◆ **Exercise requirements**: The records that follow must be reproduced in full, with every picture excluded.

────────

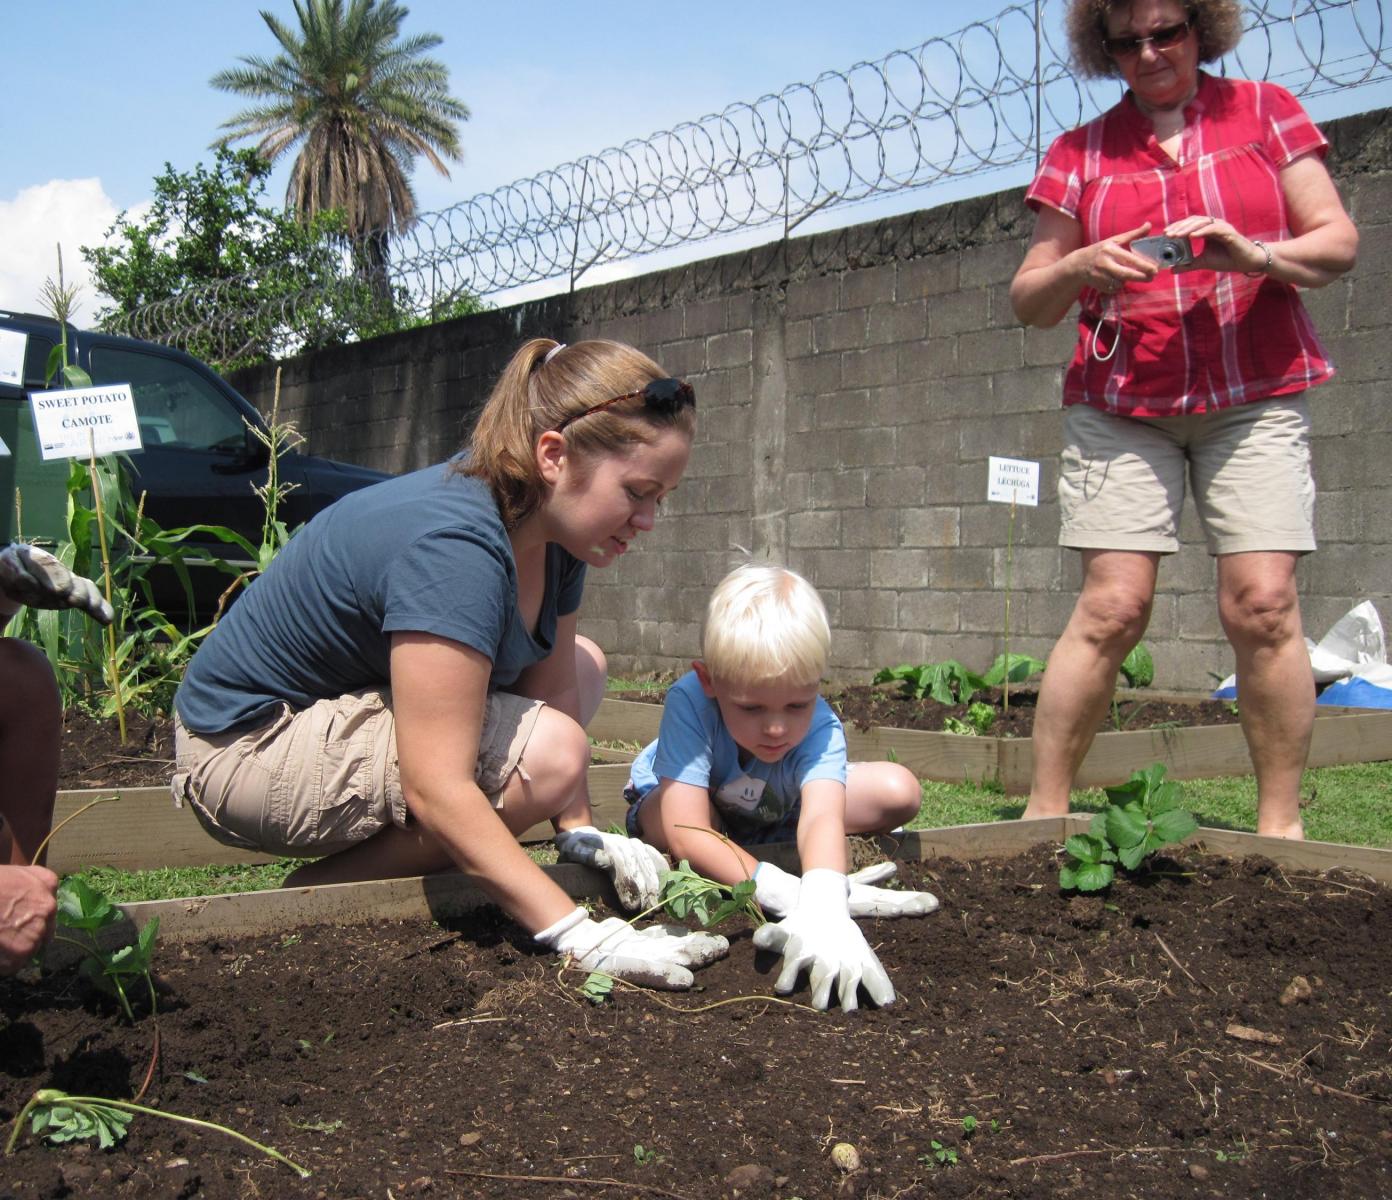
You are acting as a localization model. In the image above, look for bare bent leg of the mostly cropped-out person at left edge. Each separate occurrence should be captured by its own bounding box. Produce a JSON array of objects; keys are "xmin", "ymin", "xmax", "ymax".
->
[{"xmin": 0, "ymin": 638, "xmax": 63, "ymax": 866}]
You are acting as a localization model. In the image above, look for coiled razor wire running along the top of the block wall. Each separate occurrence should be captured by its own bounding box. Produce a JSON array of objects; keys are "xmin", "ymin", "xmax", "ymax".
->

────────

◆ **Answer for the task**:
You are acting as a localization model. In the image above, look for bare bent leg of the mostly cropped-out person at left edge. Each separate occurrence should be captured by its own bounding box. Produce a JSON array of objects; keys are "xmin", "ymin", "xmax", "ymax".
->
[{"xmin": 0, "ymin": 638, "xmax": 63, "ymax": 866}]
You are acting as a localization model. In the image above, look for coiled razor wire running along the top of the block wall. Each separate occurrence should be captured by its own bounding box. Produce a JSON array of objects; keys are "xmin", "ymin", "xmax", "ymax".
->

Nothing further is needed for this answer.